[Selection]
--- START ---
II. Ireland Disposes of the Bodies

Ireland drove home. He returned to Yolanda's house at 3:00 a.m. and tried to clean up the scene. Ireland wrapped Yolanda's body and Michelle's body in sheets and towels and, at about 4:30 a.m., placed them in the trunk of his car, which he had lined with sheets. He went back inside the house, cleaned up some more, and removed the computer equipment connected to the surveillance system. At about 5:05 a.m., just before leaving, Ireland started fires in the home using vodka and rum as accelerants.

Ireland drove to a secluded spot off Ford Road in Newport Beach. He removed the bodies from his car and dragged them, one at a time, as far he could. He placed the bodies side-by-side face down, covered them with a blanket, and placed branches over the blanket. Ireland then drove to a church where he dumped "[e]verything that was dirty" and "whatever [he] had left in the car," including the knife he had used to stab Yolanda and Michelle. From the church, Ireland drove home. Later that morning he had his car washed.
--- END ---
[Material provided]
--- START ---
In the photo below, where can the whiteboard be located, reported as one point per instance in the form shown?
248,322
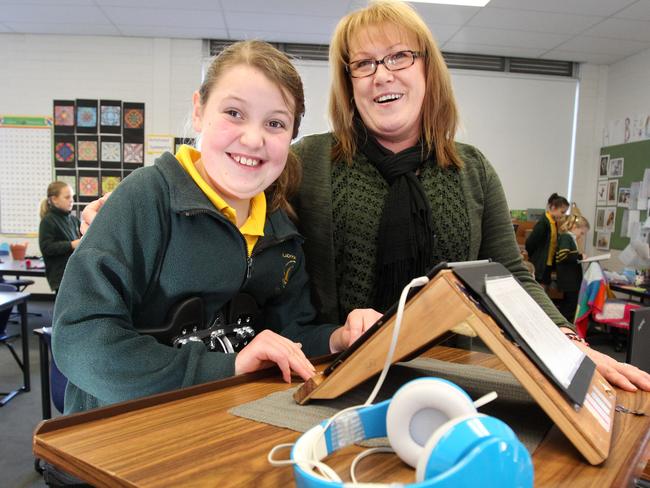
--- END ---
[Work to do]
1. Reproduce the part of the passage on disposing of the bodies starting with "Ireland drove home. He" and going on through "rum as accelerants.".
2. Decide whether each statement agrees with the passage on disposing of the bodies, and support each answer with the deciding words from the passage: (a) Ireland put the bodies in the trunk of his car at about 4:30 a.m. (b) Ireland used gasoline to start the fires in the home. (c) Ireland left the knife at the spot off Ford Road.

[Task-by-task answers]
1.
Ireland drove home. He returned to Yolanda's house at 3:00 a.m. and tried to clean up the scene. Ireland wrapped Yolanda's body and Michelle's body in sheets and towels and, at about 4:30 a.m., placed them in the trunk of his car, which he had lined with sheets. He went back inside the house, cleaned up some more, and removed the computer equipment connected to the surveillance system. At about 5:05 a.m., just before leaving, Ireland started fires in the home using vodka and rum as accelerants.

2.
(a) Yes: "at about 4:30 a.m., placed them in the trunk of his car"
(b) No: "Ireland started fires in the home using vodka and rum as accelerants"
(c) No: "Ireland then drove to a church where he dumped "[e]verything that was dirty" and "whatever [he] had left in the car," including the knife he had used to stab Yolanda and Michelle"